THE TASK: Retype all of the material below word for word, leaving out the pictures.

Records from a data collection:
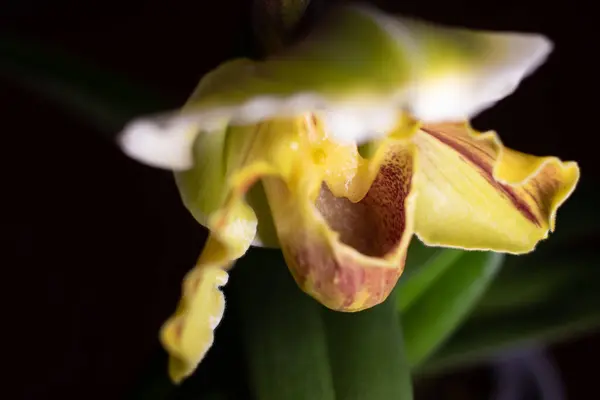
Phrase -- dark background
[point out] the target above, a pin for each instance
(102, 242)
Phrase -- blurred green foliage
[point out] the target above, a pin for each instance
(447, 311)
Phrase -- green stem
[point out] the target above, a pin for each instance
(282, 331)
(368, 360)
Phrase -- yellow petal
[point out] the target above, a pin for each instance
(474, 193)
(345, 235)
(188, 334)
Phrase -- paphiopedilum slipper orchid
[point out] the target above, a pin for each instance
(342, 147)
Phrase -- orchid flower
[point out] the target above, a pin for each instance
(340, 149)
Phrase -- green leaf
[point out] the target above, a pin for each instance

RESULT FOR THIS TASK:
Phrase -- dark background
[point out] the target above, a pin for each instance
(102, 242)
Phrase -- blurred green foliage
[point out] the target above, a pin for each instance
(447, 311)
Phrase -- green stem
[point out] the target above, a pin for each instance
(282, 331)
(368, 360)
Phrase -- yellow petal
[point out] the target above, a pin for each instance
(474, 193)
(345, 235)
(188, 334)
Phrase -- paphiopedilum slipper orchid
[point out] the target above, a pin for each instance
(342, 147)
Phrase -- orchid flower
[point out] the target above, a pin for each instance
(340, 149)
Phrase -- green leaf
[point out] the target above, a pin for each instance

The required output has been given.